-- ACTIVITY --
List every dollar amount mentioned in the passage below, in the order it appears.

-- PASSAGE --

════════════════════

Meanwhile a Uyghur guy who is on guard duty in our apartment complex had witnessed the whole thing. He said he was more than willing to find some guys that could move it for us… for a price of course. That price seemed to go up and up and up the longer we waited. At first he said about 15 dollars, by the end he said that was per person and that it would likely be closer to 100 dollars to get it up the stairs. The train company had admitted it was their fault and were willing to reimburse us about $ 35 if we could find someone to move it all for that price. But the gate guard wanted more. The longer he spoke the more I felt ripped off. Moving house is normally really cheap here. But the guy was asking more per hour than I can even make teaching English as a foreigner. I pointed that out and he just stood there almost proud of the fact I was stuck.

It was almost eight o’clock at night, we were standing outside in the freezing cold as two young women (both with bad legs) starring back and forth from her 500 kilo of luggage laying abandoned on the ground to the foreboding stairwell that led to our home. Meanwhile two able bodied men stood there grinning self satisfied smiles around their cigarette butts… knowing full well we would eventually have to pay them the extra money they wanted to solve our problem.

What they weren’t counting on was the fact that we have friends. I called some of the American guys who also live in town and they said they would grab a few people and come right over. The guys arrived and willingly lent a hand. The four of them took several trips up and down the stairs never complaining about having to leave their evening plans or heaviness of the bags (okay, they did make a few snide comments about the lack of chivalry in this country- where two guys could stand around and watch us suffering without offering to help. Within twenty minutes of their arrival, all the bags and boxes were safely in our apartment. Although some of them were covered in a weird smelling, sticky blood like substance - we think her boxes/bags were packed on the train next to a shipment of meat or animal skins, thankfully it didn’t soak through.

So since the train company is still willing to pay us as an apology for the lazy driver that dropped the stuff at the door, we have money to treat the guys to a nice thank you dinner.


Saturday, June 13, 2009

A Heavy Load

Thanks to a new ruling by local officials, all foreign students need to move on campus. Officially this is said to be for our safety and protection (which is just funny).

The other day I helped friends of mine make the move. Moving here is actually one of the tasks that is surprisingly simple. I called the moving company the day before and told them about what time we wanted them to come. As long as you don't have a piano, a safe or an aquarium that need to be moved, the cost is only about $12 for the truck and another buck fifty for each floor. So for instance my friends were moving from a first floor apartment to a fourth floor one... five floors in total cost them about $7.50. Which means in theory one can move for less than $20 (Sadly my friends were deemed to have too much stuff to fit in one truck, so the guys had to make it two trips and it cost them double).

For that low price two or three guys will come with a truck and move everything you have with lightening speed. My job was to sit out with the truck and make sure everything made it in, and nothing was ripped off by passer-byers (it is a hard job sitting in the sunshine watching other people engage in heavy labour). It always amazes me that the guys they send seem to be the scrawniest, little movers you have ever met. Yet despite there size they can make a pack mule look lazy as they stack up their load for each trip and start climbing up to the fourth floor (remember no elevators).

════════════════════

-- EXCERPTED RECORDS --
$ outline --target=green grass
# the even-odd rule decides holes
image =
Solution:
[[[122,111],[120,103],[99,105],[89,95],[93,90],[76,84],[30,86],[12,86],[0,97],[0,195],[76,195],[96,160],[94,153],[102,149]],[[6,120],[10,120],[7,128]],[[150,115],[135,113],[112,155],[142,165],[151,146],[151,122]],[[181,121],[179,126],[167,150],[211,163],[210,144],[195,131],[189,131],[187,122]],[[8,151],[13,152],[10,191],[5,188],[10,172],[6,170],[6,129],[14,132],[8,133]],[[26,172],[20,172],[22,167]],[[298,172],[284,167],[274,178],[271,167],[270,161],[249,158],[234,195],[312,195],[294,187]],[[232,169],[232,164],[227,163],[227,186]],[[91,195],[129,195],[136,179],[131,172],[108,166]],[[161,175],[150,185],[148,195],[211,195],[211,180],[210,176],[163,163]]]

════════════════════

-- SOLUTION FOR THIS PROBLEM --
- 15 dollars
- 100 dollars
- $35
- $12
- a buck fifty
- $7.50
- $20